Material provided
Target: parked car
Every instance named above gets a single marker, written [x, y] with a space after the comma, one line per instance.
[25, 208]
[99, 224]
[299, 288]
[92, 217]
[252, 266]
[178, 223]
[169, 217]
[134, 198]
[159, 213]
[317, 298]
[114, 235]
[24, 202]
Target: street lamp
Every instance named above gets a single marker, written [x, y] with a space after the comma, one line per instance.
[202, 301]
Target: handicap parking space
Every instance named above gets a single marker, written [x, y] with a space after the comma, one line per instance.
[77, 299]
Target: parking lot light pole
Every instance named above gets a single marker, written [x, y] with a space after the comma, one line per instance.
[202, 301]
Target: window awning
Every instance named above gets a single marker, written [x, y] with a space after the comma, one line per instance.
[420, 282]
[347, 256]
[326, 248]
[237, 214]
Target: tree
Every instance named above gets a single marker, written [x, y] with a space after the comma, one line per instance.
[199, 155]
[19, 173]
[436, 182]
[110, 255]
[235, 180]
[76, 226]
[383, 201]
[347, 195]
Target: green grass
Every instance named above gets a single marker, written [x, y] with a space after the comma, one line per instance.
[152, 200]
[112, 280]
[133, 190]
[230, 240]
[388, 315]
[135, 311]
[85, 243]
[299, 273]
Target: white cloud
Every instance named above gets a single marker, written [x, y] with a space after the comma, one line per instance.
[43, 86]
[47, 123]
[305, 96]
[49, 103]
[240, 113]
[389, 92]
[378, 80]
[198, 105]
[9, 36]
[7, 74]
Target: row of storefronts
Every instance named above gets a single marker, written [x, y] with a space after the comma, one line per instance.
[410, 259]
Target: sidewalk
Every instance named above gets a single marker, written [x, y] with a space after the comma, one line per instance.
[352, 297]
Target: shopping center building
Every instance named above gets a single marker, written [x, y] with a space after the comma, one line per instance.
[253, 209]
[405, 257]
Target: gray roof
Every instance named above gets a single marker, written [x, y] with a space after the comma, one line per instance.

Work to be completed
Rewrite the records from the line containing "Target: row of storefronts" through the end of the records, both included, changing "single marker" to "single point" and leaving everything else as it is.

Written response
Target: row of storefronts
Every instance named above gets a single point, written [x, y] with a space after the comma, one line per instance.
[410, 259]
Target: sidewalk
Every instance named above gets a single point, written [x, y] with a space after the comma, one line per instance.
[352, 297]
Target: shopping center building
Every instance named above gets a single point, written [x, y] with a space after the comma, one line per instance.
[253, 209]
[405, 257]
Target: gray roof
Every instance named above gets a single point, written [x, y] with a space after the comma, one line per instance.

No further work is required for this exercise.